SELECTED TEXT ::
'''

December 2016 Posts

A new Zadie Smith, a new set of difficulties in reading, a new pleasure


( My review of Zadie Smith’s new novel, Swing Time, has been published in Scroll today. Here is the original url: http://scroll.in/article/824448/a-new-zadie-smith-a-new-set-of-difficulties-in-reading-a-new-pleasure . I am also c&p the text below.)

 

The baby was surrounded by love. It’s a question of what love gives you the right to do.

Zadie Smith’s latest novel Swing Time is about two young girls, Tracey and a nameless narrator, who live in council housing of 1980s London. These young girls are of mixed parentage who have been born different shades of brown as a result. They are not exactly social misfits but are not entirely accepted by their classmates as is apparent when they get invited to Lily Bingham’s tenth birthday party. The two girls are completely out of their depth as are their mothers who are clueless on how to guide the youngsters.

Was it the kind of thing where you dropped your kid off? Or was she, as the mum, expected to come into the house? The invitation said a trip to the cinema – but who’d pay for this ticket? The guest or the house? Did you have to take a gift? What kind of gift were we getting? …It was as if the party was taking in some bewildering foreign land, rather than a three-minute walk away, in a house on the other side of the park.

Swing Time is narrated in first person bringing to the story an intimacy, a close involvement between the reader and narrator, which would otherwise be missing if it was narrated in third person. This intimate relationship between narrator and reader helps particularly if Swing Time is read as a bildungsroman. The firm childhood friendship of the narrator and Tracey seems to peter away in adulthood. Yet the narrator’s flashbacks focus inevitably on the time she spent growing up in Thatcherite London with Tracey, to a large extent informing her adult life — emphasising the quality of “shared history“, an important aspect of friendships to Zadie Smith.  (Friendships are a characteristic trait of her fiction.) Swing Time zips particularly once the billionaire singer, Aimee, hires the narrator as one of her personal assistants. The storytelling pace matches the heady life of the superstar who flits through her own life juggling various roles such as of being a mother, her performances, recording music, and charitable “good work” in Africa by sponsoring schools.

'''

SUPPLIED INFORMATION ::
'''

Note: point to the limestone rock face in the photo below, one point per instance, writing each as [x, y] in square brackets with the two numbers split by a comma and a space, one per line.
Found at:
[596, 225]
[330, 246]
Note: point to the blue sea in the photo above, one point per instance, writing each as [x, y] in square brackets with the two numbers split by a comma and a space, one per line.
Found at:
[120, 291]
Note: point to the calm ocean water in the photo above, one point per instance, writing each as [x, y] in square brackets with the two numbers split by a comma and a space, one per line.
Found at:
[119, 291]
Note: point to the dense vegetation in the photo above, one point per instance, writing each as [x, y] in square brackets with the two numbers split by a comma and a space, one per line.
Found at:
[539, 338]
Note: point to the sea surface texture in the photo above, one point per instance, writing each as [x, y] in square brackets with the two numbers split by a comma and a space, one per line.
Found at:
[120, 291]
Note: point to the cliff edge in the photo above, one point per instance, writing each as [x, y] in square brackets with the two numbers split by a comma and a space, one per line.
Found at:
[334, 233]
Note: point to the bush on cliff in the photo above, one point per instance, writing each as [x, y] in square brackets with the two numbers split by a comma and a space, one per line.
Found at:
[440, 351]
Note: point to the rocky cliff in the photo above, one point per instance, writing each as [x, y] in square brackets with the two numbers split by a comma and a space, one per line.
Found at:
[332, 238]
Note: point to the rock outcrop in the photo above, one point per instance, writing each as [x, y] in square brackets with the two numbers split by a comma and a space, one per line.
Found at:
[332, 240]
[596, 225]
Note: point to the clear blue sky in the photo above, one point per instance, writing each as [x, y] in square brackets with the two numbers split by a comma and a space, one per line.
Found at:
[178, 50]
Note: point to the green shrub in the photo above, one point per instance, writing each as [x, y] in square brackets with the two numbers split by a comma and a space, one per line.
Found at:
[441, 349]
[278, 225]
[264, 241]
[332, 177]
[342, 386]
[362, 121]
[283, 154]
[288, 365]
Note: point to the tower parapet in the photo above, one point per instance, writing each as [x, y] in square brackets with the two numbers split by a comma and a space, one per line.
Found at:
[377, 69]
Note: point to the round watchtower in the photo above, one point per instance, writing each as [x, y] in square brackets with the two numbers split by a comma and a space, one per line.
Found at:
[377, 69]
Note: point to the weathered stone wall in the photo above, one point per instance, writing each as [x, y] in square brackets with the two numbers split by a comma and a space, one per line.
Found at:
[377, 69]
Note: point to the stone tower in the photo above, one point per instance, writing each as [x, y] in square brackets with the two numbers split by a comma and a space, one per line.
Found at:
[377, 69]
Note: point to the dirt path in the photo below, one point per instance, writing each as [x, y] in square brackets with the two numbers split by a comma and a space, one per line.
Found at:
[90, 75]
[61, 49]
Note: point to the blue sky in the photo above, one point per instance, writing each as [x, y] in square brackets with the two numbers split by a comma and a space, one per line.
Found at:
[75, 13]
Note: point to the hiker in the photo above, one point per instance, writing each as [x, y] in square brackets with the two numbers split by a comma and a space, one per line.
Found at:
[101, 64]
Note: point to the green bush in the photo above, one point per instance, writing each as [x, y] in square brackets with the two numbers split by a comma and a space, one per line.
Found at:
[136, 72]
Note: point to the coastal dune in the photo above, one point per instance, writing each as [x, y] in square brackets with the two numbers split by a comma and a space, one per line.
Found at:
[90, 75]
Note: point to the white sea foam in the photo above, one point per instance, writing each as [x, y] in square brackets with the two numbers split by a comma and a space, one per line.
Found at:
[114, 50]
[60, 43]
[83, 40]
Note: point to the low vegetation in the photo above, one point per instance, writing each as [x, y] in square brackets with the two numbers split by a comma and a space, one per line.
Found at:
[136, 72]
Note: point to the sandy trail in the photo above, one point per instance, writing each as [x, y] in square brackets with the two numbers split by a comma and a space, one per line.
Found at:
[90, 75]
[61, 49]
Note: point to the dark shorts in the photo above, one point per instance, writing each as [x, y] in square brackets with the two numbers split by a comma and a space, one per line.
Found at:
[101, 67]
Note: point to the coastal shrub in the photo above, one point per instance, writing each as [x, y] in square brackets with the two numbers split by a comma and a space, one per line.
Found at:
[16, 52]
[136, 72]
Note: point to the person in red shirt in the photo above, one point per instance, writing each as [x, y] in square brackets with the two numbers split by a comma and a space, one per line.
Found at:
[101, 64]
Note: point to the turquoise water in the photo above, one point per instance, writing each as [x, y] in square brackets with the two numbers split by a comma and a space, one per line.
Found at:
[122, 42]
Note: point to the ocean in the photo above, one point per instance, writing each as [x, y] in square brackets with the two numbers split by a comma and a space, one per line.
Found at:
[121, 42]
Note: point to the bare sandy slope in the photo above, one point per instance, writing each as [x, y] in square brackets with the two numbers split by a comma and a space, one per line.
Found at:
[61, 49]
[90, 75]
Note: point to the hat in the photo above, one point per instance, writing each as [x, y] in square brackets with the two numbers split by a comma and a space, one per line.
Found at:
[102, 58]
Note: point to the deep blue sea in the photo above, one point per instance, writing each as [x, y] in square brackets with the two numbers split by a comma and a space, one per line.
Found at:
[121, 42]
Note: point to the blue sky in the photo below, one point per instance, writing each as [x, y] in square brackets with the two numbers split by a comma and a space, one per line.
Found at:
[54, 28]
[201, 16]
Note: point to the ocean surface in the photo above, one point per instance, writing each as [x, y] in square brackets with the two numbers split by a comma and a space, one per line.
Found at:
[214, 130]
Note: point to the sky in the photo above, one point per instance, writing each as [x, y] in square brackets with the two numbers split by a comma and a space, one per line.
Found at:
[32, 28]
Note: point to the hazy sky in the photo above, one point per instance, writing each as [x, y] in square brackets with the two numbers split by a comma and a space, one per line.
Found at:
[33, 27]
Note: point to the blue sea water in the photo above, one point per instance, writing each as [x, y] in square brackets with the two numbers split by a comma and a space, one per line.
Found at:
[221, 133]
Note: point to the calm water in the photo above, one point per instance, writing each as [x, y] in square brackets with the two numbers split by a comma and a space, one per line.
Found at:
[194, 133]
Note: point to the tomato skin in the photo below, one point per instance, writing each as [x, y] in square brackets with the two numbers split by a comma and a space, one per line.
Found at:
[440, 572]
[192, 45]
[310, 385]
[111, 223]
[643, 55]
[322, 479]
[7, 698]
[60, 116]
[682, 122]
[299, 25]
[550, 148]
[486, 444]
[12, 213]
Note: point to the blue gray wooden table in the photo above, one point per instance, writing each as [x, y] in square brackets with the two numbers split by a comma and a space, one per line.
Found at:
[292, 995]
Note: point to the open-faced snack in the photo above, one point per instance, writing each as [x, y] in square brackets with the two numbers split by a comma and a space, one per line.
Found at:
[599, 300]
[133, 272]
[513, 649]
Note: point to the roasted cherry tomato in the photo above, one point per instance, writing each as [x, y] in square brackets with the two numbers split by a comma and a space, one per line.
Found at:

'''

REQUIRED ACTION :: Continue the review of Zadie Smith's Swing Time, starting right after its last sentence.

EXERCISE OUTPUT ::
Amongst the early book reviews of the novel there is a common refrain that the story fails to match the potential of a writer like Zadie Smith, deteriorating into contrived, formulaic and predictable storytelling. Trying to read Swing Time in the traditional manner is an excruciating task. The sentences are structured in such an unpredictable manner – sometimes running on in a Jamesian style for pages on end in an uninterrupted paragraph. The swift shifts in tone from meditative introspection to commentary and sharp judgement by the narrator can be disconcerting. But if you shift the classical expectations of what the book should deliver to that of a novel written by an artist AND a mother — it suddenly transforms. It is more about an artist being a successful professional while managing her time as a mother too. Here is the narrator talking about her mother who puts herself through college while her daughter is still in school, later the mother becomes a prominent politician.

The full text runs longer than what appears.